*WHAT IS BEING ASKED*
Copy every record verbatim but exclude the pictures.

--------------------

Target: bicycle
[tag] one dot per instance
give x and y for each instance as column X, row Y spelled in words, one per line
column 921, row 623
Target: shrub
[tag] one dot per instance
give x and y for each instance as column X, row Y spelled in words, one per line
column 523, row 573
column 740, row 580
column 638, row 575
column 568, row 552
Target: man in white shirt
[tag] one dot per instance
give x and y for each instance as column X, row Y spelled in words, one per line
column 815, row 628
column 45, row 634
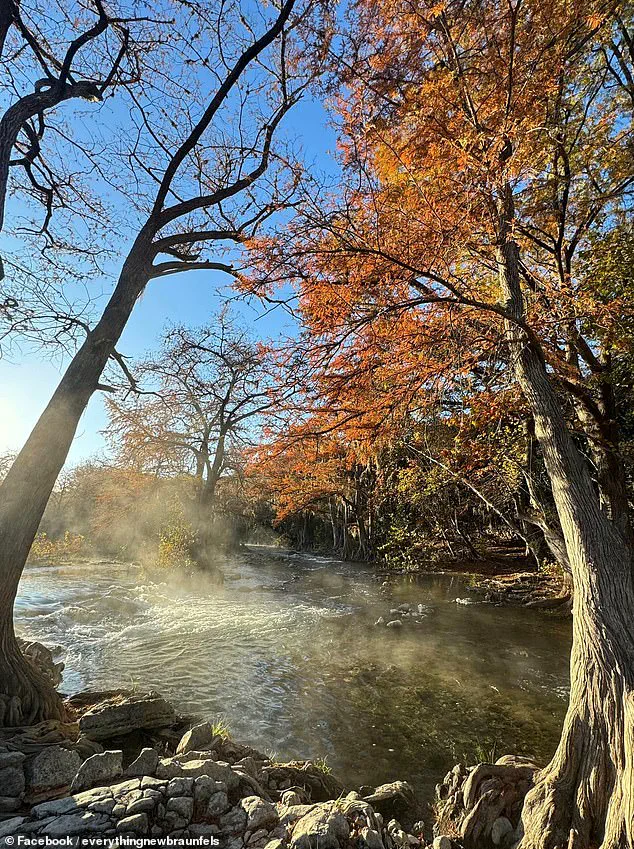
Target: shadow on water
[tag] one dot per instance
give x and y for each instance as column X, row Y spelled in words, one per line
column 288, row 652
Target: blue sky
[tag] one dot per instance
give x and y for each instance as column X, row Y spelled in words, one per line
column 28, row 378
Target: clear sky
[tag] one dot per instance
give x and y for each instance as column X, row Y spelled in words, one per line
column 27, row 379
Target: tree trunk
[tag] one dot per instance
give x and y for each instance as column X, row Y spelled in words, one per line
column 27, row 487
column 585, row 796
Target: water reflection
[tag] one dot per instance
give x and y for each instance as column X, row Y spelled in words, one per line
column 288, row 652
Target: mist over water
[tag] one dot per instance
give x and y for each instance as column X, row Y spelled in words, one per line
column 287, row 652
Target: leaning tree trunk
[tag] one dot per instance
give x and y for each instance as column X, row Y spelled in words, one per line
column 27, row 697
column 585, row 796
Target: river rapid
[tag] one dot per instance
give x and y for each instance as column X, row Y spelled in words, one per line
column 288, row 654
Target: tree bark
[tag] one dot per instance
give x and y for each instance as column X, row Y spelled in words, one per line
column 585, row 796
column 27, row 487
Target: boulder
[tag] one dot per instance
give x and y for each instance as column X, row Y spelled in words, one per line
column 98, row 769
column 182, row 805
column 71, row 825
column 53, row 767
column 43, row 659
column 118, row 716
column 395, row 800
column 325, row 827
column 144, row 764
column 500, row 830
column 8, row 827
column 12, row 781
column 260, row 814
column 137, row 824
column 233, row 822
column 217, row 805
column 218, row 770
column 200, row 738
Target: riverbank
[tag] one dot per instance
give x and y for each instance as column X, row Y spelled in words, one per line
column 126, row 765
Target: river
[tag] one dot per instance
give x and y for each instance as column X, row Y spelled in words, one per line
column 288, row 654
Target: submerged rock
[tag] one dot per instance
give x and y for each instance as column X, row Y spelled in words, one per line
column 199, row 738
column 125, row 714
column 325, row 827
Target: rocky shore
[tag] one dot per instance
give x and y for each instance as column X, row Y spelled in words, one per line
column 126, row 765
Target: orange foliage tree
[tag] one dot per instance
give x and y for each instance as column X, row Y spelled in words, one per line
column 487, row 156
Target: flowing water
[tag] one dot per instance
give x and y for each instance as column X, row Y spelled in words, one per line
column 288, row 653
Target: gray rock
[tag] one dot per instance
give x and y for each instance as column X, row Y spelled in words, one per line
column 102, row 806
column 218, row 804
column 11, row 759
column 370, row 839
column 52, row 767
column 124, row 787
column 203, row 829
column 292, row 814
column 147, row 783
column 291, row 797
column 144, row 764
column 56, row 807
column 394, row 800
column 98, row 769
column 71, row 825
column 198, row 739
column 43, row 659
column 12, row 781
column 93, row 795
column 138, row 824
column 233, row 822
column 9, row 827
column 248, row 765
column 218, row 770
column 140, row 806
column 136, row 712
column 500, row 829
column 182, row 805
column 260, row 814
column 206, row 787
column 322, row 828
column 179, row 787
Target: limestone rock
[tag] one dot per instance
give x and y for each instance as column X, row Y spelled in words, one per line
column 12, row 781
column 370, row 839
column 182, row 805
column 233, row 822
column 43, row 659
column 114, row 718
column 218, row 804
column 218, row 770
column 11, row 759
column 138, row 824
column 98, row 769
column 144, row 764
column 8, row 827
column 394, row 800
column 260, row 814
column 53, row 767
column 322, row 828
column 500, row 829
column 198, row 739
column 71, row 825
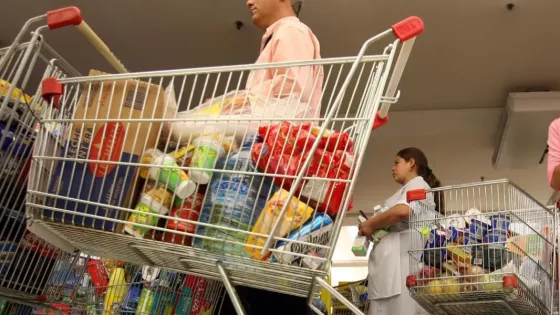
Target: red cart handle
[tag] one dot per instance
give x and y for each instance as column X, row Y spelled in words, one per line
column 73, row 16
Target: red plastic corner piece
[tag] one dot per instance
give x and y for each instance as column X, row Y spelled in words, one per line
column 64, row 17
column 378, row 122
column 52, row 90
column 408, row 28
column 415, row 195
column 410, row 281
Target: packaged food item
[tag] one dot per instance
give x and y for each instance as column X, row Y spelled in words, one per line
column 188, row 209
column 107, row 184
column 360, row 246
column 99, row 276
column 171, row 177
column 315, row 231
column 133, row 296
column 296, row 214
column 146, row 301
column 478, row 228
column 234, row 200
column 147, row 205
column 208, row 150
column 459, row 255
column 500, row 221
column 116, row 291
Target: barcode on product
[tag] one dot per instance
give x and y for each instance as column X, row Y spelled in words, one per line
column 135, row 97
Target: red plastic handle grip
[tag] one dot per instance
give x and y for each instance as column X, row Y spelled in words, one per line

--------------------

*FINAL ANSWER*
Target: bicycle
[tag] one dot per instance
give x and y for each instance as column X, row Y spelled in words, one per line
column 921, row 623
Target: shrub
[tag] one dot per instance
give x and y for each instance as column X, row Y spelled in words, one per line
column 523, row 573
column 740, row 580
column 638, row 575
column 568, row 552
Target: man in white shirt
[tag] one dot per instance
give x and y for each instance as column X, row Y spelled in words, one per line
column 815, row 628
column 45, row 634
Target: shadow on water
[tag] one dot per instance
give x and y for each instance as column X, row Y spelled in words, one per line
column 288, row 652
Target: blue sky
[tag] one dot per instance
give x and y for each instance as column X, row Y spelled in words, one per line
column 28, row 378
Target: clear sky
[tag] one dot per instance
give x and y for each instance as column X, row Y spelled in words, one per line
column 27, row 379
Target: tree trunk
[tag] one dot per instance
give x and y for each instance as column X, row Y spelled in words, one per line
column 27, row 487
column 585, row 796
Target: water reflection
[tag] one dot per instance
give x and y for each instance as column X, row Y spelled in words, one per line
column 288, row 652
Target: mist over water
[tag] one dot per instance
give x and y for each instance as column X, row Y spelled in words, one per line
column 287, row 652
Target: leaning tree trunk
[tag] one dot per instance
give x and y for each instance as column X, row Y spelled in words, one per line
column 27, row 697
column 585, row 796
Target: river rapid
[tag] one dot per instance
give x and y for each instance as column X, row Y spelled in words, one per line
column 288, row 654
Target: tree bark
[tag] one dot per instance
give x and y for each instance as column X, row Y spelled in words, one per line
column 585, row 796
column 27, row 487
Target: boulder
[tag] one dot per instance
give x and y for each instance as column X, row Y spelled in words, one per line
column 98, row 769
column 182, row 805
column 71, row 825
column 53, row 767
column 43, row 659
column 118, row 716
column 395, row 800
column 325, row 827
column 144, row 764
column 500, row 830
column 8, row 827
column 12, row 781
column 260, row 814
column 137, row 824
column 233, row 822
column 217, row 805
column 218, row 770
column 200, row 738
Target: riverbank
[tag] one dot per instance
give x and y for each instance as column X, row Y spelled in words, one per line
column 126, row 765
Target: river
[tag] one dot per instance
give x and y for each instance as column X, row Y spelled in words, one per line
column 288, row 654
Target: submerged rock
[tag] one dot per instance
give x and y for each instance as column X, row Y spelled in words, one per line
column 199, row 738
column 125, row 714
column 325, row 827
Target: rocky shore
[tag] one dot per instance
give x and y for each instance as column X, row Y spelled in words, one per line
column 126, row 765
Target: orange foliage tree
[tag] one dot per instance
give x and y for each instance as column X, row Y spelled in words, one per line
column 487, row 156
Target: flowing water
[tag] one dot per instance
give x and y for each instance as column X, row Y spelled in words, one per line
column 288, row 653
Target: gray rock
[tag] one dot per instance
give x and y for each instance as column X, row Y spelled in words, one per line
column 102, row 806
column 218, row 804
column 11, row 759
column 370, row 839
column 52, row 767
column 124, row 787
column 203, row 829
column 292, row 814
column 147, row 783
column 291, row 797
column 144, row 764
column 56, row 807
column 394, row 800
column 98, row 769
column 71, row 825
column 198, row 739
column 43, row 659
column 12, row 781
column 93, row 795
column 138, row 824
column 233, row 822
column 9, row 827
column 248, row 765
column 218, row 770
column 140, row 806
column 136, row 712
column 500, row 829
column 182, row 805
column 260, row 814
column 206, row 787
column 322, row 828
column 179, row 787
Target: limestone rock
[tag] one dot per instance
give x and y for each instance as column X, row Y spelled in words, one per line
column 12, row 781
column 370, row 839
column 182, row 805
column 233, row 822
column 43, row 659
column 114, row 718
column 218, row 804
column 218, row 770
column 11, row 759
column 138, row 824
column 98, row 769
column 144, row 764
column 8, row 827
column 394, row 800
column 260, row 814
column 53, row 767
column 322, row 828
column 500, row 829
column 198, row 739
column 71, row 825
Target: red cart handle
[tag] one dot per instance
give x and y for each instance as column X, row Y spelled in words, one per line
column 73, row 16
Target: red plastic corner piece
[tag] one dot per instance
give x and y for each instance as column X, row Y spelled in words, one per line
column 64, row 17
column 378, row 122
column 52, row 90
column 408, row 28
column 415, row 195
column 410, row 281
Target: packaged food item
[tag] one dot per instance
give x and y for each instance as column X, row Y spelled in words, one per line
column 188, row 209
column 107, row 184
column 360, row 246
column 99, row 276
column 171, row 177
column 315, row 231
column 133, row 296
column 296, row 214
column 146, row 301
column 478, row 228
column 234, row 200
column 147, row 205
column 208, row 150
column 459, row 255
column 500, row 221
column 116, row 291
Target: barcode on product
[tag] one dot per instance
give x and y for each instance as column X, row Y spelled in words, one per line
column 135, row 97
Target: red plastic handle grip
[tag] one dot per instance
give x and y for each instance as column X, row Y spelled in words, one per line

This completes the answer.